* DESCRIPTION OF THE TASK:
Reproduce every line of the entries below, requests included, multiplying each coordinate in the answers by 0.85 and rounding to whole numbers, with halves rounded up. Omit the pictures from your answer.

--- Begin THE DATA ---

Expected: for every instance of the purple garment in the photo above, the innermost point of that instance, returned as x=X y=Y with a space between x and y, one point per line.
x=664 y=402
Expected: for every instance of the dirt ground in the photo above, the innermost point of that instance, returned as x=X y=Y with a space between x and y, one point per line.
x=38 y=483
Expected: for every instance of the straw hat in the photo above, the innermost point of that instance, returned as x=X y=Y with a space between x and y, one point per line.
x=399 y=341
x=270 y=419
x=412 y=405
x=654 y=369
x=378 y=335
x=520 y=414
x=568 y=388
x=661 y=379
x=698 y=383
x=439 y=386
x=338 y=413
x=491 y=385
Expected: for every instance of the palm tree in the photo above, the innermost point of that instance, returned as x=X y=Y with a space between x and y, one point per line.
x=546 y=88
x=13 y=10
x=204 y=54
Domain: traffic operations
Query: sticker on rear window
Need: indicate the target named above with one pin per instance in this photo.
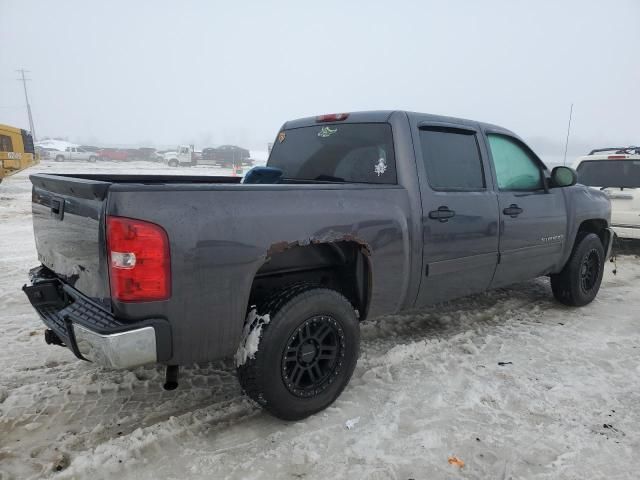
(380, 167)
(327, 132)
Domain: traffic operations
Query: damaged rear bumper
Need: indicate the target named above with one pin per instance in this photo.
(93, 333)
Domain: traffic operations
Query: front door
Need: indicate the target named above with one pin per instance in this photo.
(460, 214)
(533, 219)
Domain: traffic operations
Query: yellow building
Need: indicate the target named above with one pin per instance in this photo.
(16, 150)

--- End THE DATA ---

* SOLVED PROBLEM:
Expected: for every instance of the purple garment in the photo above, the innermost point of that instance, returned as x=X y=Y with a space between x and y, one point per line.
x=564 y=342
Expected: for every instance of the dirt ground in the photo above, the innermost point of that instance, returned as x=X y=Y with a space between x and y, one point per line.
x=32 y=411
Expected: for every instance of the straw hat in the photo above, the innermost point of that instance, returned as x=X y=Y with a space between x and y, one point per line.
x=339 y=290
x=230 y=356
x=350 y=344
x=556 y=314
x=321 y=285
x=442 y=352
x=483 y=330
x=562 y=322
x=593 y=326
x=373 y=328
x=287 y=351
x=417 y=327
Expected: for every instance of the palm tree in the photo above, the innermost point of that instance, returned as x=X y=Y with a space between x and y, one point per line.
x=464 y=75
x=11 y=9
x=173 y=46
Domain: traffic operations
Query: sticker on rear window
Need: indicate the target named above with one pin per instance in this photo.
(323, 142)
(278, 112)
Domain: traffic operations
Query: damaged rear bumper
Need: indicate the target named above with one pin per instance in this photo.
(79, 283)
Domain: traffic operations
Query: front door
Need: indicate the target named above with one pin per instance in this photo.
(391, 182)
(453, 186)
Domain: traffic operations
Query: yellow building
Need: indicate the target named above with one pin per instance in this photo.
(14, 128)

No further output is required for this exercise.